▸ GIVEN TEXT:
┌──
Company: Eli Lilly ($LLY)
Investment: $80 million, plus undisclosed R&D spend
Themes: Diabetes and branded generics
Eli Lilly was an early mover into China. Very early, in fact. Lilly hired a sales rep for Shanghai--its first outside the U.S.--in 1918. Yet despite the head start, Lilly is playing catch-up in a pivotal market: diabetes. And the importance of the market is such that Lilly is making big moves to increase its slice of the pie.
Its latest push is the creation of a diabetes R&D center that employs 150 people. By locating the center in China, Lilly hopes to tailor its new diabetes drugs to the genetics of the population. And it is working with local academic centers and other partners to bring more expertise to the effort. Regular Lilly collaborator Covance is among the partners, with the CRO offering pharmacology studies and other services to the diabetes R&D hub. ShangPharma also remains a close partner, opening a facility dedicated to Lilly in January.
The focus on collaborating to create innovative medicines that tackle major unmet needs shows Lilly is taking the high-risk strategy its is pursuing in the West to China. "Conquering a devastating disease like diabetes requires innovation, collaboration and investment. The establishment of the Lilly China Research and Development Center demonstrates we are serious about discovering and developing desperately needed breakthrough medicines for Chinese people with diabetes," Lilly EVP Jan Lundberg said in a company statement.
Lilly was tight-lipped when asked how much it spent on the diabetes center but was more forthcoming with details of its insulin production plant. A Lilly spokesperson confirmed that the company spent $60 million on its "second packaging and warehousing facility in the 200-square-mile Suzhou Industrial Park." Lilly broke ground in 2005 and opened the second facility earlier this year.
The insulin plant and R&D center reflect the decision of CEO John Lechleiter to make diabetes one of two primary markets for Lilly in China, the other being cancer. In both sectors Lilly is aiming to grow rapidly by developing innovative drugs to treat major unmet needs. But Lilly is willing to get involved at the other end of the market too and has made investments in a local branded generics partner. The latest saw the U.S. drugmaker back Novast with $20 million. Lilly will work with Novast to improve drug production quality at the Chinese plants and outsource manufacture of some branded generics to its partner.
└──
[Natural-language object grounding records]
┌──
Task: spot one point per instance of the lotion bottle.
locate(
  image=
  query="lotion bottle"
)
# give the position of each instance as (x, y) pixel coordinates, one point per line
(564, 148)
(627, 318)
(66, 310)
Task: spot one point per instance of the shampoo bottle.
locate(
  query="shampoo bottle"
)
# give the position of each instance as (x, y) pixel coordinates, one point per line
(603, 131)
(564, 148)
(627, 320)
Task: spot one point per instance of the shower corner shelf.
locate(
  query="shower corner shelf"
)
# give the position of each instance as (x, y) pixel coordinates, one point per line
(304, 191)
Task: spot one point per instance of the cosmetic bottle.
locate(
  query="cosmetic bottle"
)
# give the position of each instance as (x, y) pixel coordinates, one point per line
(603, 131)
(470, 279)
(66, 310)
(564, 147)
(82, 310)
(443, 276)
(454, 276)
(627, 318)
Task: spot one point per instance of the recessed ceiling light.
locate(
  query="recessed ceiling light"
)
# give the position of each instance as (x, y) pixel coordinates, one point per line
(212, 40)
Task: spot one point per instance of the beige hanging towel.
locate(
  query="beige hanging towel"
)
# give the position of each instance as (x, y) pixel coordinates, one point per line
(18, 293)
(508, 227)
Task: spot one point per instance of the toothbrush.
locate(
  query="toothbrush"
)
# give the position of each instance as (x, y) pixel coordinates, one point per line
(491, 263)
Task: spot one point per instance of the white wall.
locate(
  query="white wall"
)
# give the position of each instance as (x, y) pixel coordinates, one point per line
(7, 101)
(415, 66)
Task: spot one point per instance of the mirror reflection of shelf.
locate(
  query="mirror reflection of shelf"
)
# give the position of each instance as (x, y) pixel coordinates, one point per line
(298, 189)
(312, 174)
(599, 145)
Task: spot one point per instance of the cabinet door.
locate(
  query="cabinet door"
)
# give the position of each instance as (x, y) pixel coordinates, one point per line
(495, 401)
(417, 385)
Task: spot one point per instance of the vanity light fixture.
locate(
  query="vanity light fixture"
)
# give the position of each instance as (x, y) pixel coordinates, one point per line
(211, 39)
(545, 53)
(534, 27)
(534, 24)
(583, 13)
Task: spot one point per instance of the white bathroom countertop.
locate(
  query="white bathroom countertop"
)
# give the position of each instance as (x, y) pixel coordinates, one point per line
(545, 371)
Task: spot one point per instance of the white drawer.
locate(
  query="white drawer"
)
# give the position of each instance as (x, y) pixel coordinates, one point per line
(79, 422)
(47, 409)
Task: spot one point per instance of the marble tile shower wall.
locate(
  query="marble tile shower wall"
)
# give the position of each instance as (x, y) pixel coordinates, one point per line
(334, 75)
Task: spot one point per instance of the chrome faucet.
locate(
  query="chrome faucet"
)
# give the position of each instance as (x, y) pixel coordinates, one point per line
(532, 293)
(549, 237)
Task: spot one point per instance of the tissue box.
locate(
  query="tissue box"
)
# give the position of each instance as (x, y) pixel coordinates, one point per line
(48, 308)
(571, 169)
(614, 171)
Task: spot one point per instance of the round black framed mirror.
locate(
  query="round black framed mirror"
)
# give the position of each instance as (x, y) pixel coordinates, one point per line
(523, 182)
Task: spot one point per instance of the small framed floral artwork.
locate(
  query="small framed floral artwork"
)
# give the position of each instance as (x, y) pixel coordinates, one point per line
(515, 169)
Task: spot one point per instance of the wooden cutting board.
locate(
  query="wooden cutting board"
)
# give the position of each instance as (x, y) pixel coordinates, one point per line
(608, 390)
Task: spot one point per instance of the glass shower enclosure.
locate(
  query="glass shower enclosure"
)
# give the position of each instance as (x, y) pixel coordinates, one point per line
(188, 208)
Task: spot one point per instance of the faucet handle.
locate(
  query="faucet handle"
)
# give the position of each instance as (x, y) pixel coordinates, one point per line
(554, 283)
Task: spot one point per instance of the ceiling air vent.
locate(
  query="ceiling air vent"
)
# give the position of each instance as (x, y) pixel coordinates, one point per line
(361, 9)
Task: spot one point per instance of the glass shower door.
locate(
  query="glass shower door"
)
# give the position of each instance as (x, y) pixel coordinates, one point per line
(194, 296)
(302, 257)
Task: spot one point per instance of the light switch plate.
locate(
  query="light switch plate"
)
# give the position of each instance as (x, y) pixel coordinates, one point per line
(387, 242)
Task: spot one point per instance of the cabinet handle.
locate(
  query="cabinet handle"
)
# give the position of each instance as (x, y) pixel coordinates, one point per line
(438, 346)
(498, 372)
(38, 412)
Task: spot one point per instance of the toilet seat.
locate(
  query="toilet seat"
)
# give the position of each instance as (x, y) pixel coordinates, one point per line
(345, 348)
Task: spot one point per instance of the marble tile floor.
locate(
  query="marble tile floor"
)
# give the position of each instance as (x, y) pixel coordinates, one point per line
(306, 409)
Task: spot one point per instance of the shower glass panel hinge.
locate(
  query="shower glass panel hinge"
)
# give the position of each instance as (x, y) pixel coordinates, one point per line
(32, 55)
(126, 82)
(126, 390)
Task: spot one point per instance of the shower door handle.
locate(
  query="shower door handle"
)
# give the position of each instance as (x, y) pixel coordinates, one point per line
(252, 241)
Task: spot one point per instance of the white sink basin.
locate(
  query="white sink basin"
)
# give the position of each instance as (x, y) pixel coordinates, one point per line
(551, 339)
└──
▸ EXERCISE DESCRIPTION:
Reproduce the Eli Lilly text beginning at "Investment: $80 million, plus" and stopping after "of the pie.", substituting "crucial" for "pivotal".

▸ EXERCISE SOLUTION:
Investment: $80 million, plus undisclosed R&D spend
Themes: Diabetes and branded generics
Eli Lilly was an early mover into China. Very early, in fact. Lilly hired a sales rep for Shanghai--its first outside the U.S.--in 1918. Yet despite the head start, Lilly is playing catch-up in a crucial market: diabetes. And the importance of the market is such that Lilly is making big moves to increase its slice of the pie.